Supplied records:
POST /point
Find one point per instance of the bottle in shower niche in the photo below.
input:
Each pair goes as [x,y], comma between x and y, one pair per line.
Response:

What you will do: Return a copy of each line in the entries that carries the string "point".

Response to this task:
POST /point
Find one point per instance of the bottle in shower niche in the photo below.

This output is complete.